▶ [Text excerpt]
Californians have a particularly overwhelming reason to disrespect the Constitution: Although 35 million people live within its borders, it has the same vote in the US Senate as does Wyoming, which has roughly 500,000 people.
How can you defend a system under which Barbara Boxer was returned to the Senate in 2004 with about 6.5 million votes at the same time that Alaska’s Lisa Murkowski won the exact same job and power with about 150,000 votes? No greater deviation can be imagined from what we like to believe is a national commitment to “one person/one vote.”
Again, this is not merely a theoretical problem. Research has demonstrated that the control of 25 per cent of the Senate’s votes by states with only five per cent of the national population has led to a remarkable flow of federal dollars from highly populated states such as California and New York to thinly populated but politically advantaged states. Alaska’s infamous “bridge to nowhere” is all too emblematic of this reality.

▶ [Assignment 1]
Answer these questions using the passage on Senate representation.
(a) How many people does the passage say live in California?
(b) With about how many votes did Lisa Murkowski win her Senate seat?
(c) What share of the national population lives in the states that control 25 per cent of the Senate's votes?
▶ [Assignment 2] Copy the passage on Senate representation word for word, starting with "Californians have a" and going on through "roughly 500,000 people.".
▶ [Assignment 3] Write the next part of the passage on Senate representation, picking up after its final sentence.

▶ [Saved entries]
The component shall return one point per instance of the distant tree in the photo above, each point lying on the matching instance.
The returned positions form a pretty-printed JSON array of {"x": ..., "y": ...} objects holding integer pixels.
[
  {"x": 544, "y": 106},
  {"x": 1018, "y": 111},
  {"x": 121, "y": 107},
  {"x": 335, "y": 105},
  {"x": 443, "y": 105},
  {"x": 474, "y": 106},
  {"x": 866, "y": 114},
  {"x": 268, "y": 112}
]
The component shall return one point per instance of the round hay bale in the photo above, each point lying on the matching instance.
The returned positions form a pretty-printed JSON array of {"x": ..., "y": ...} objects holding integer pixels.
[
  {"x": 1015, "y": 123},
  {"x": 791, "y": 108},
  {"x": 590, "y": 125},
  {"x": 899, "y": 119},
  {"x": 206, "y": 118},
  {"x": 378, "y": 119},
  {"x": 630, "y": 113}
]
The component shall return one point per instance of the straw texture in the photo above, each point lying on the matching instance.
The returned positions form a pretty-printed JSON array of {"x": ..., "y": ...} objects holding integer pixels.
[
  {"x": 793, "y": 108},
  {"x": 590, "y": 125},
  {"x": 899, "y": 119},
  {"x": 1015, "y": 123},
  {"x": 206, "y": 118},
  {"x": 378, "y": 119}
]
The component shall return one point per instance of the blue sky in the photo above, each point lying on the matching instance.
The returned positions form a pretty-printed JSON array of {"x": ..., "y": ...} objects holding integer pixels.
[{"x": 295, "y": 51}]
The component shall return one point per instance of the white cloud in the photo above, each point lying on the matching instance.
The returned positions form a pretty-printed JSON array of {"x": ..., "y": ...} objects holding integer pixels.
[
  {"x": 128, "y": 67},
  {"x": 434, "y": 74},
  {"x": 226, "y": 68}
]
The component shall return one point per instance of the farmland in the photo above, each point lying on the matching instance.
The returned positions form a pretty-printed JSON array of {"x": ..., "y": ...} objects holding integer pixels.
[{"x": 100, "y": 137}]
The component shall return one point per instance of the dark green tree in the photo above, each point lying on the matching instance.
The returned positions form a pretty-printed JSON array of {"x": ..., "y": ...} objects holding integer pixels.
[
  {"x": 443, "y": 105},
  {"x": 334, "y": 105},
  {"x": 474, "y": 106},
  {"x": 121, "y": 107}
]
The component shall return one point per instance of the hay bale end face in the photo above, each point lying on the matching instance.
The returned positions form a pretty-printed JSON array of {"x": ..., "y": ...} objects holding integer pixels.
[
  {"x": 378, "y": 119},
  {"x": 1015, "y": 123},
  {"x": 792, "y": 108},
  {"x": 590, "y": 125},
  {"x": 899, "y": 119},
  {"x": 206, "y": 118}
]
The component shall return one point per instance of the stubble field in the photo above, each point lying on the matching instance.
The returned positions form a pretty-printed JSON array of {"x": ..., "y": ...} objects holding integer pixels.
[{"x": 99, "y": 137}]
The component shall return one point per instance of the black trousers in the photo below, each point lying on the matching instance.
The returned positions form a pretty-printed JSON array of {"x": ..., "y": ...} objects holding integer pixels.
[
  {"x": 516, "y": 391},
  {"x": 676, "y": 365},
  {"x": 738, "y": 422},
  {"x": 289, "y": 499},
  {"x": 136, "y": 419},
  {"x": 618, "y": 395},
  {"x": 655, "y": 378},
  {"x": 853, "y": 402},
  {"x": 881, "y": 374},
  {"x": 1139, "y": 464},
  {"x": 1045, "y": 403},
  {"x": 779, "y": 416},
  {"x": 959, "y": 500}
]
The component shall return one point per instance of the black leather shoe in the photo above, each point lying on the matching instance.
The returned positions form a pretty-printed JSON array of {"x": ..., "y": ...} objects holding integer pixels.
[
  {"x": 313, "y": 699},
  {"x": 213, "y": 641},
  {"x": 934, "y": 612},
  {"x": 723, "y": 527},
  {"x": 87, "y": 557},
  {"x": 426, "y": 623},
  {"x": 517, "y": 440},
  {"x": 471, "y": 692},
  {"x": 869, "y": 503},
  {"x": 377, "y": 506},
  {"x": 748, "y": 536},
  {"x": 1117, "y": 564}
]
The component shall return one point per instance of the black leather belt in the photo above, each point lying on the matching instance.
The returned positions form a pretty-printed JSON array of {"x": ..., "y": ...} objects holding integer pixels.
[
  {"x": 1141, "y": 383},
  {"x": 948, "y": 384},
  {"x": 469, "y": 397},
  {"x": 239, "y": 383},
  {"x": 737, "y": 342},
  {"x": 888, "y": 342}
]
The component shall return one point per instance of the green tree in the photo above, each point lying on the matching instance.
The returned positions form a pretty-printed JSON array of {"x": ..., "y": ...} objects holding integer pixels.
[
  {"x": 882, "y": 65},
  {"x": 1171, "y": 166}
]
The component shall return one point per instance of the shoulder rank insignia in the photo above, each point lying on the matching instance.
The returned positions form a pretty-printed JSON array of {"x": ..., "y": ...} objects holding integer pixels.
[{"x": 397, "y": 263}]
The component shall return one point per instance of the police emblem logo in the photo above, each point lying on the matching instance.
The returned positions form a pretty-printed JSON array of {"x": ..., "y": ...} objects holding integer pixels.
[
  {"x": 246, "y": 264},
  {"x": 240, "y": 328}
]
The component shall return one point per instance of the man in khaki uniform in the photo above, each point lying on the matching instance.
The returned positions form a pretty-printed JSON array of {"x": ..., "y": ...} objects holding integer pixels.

▶ [Response box 1]
(a) 35 million people.
(b) About 150,000 votes.
(c) Five per cent.

▶ [Response box 2]
Californians have a particularly overwhelming reason to disrespect the Constitution: Although 35 million people live within its borders, it has the same vote in the US Senate as does Wyoming, which has roughly 500,000 people.

▶ [Response box 3]
In a real sense, California has even less power in the Senate than do small states, given the way that effective power is distributed. The Democrats, for example, draw their leadership almost exclusively from small states. Over the last 30 years, that party’s leadership has come from Montana (Mike Mansfield), West Virginia (Robert Byrd), Maine (George Mitchell), South Dakota (Tom Daschle) and Nevada (Harry Reid). In the same period, Republican leaders came from Tennessee (Howard Baker and Bill Frist), Kansas (Bob Dole) and Mississippi (Trent Lott).
Nor does California benefit as much as one might believe from its having by far the largest number of electoral votes in the country. The reasons are simple: First, small states, guaranteed at least three electoral votes, have disproportionate voting power in the electoral college. Second, the structure of the electoral college has created a system whereby presidential candidates focus only on “battleground states” in which the electorate is closely divided.
California has not been such a battleground for many years. Thus, no candidate seeking to put together a winning coalition in the electoral college will pay much attention to California. One candidate (the Democrat) takes California for granted; the other often disdains the state. Were the United States a modern democracy in which the president was elected by a popular majority, Californians would be wooed instead of sidelined while candidates pander to ironworkers in Ohio and Cuban Americans in Miami.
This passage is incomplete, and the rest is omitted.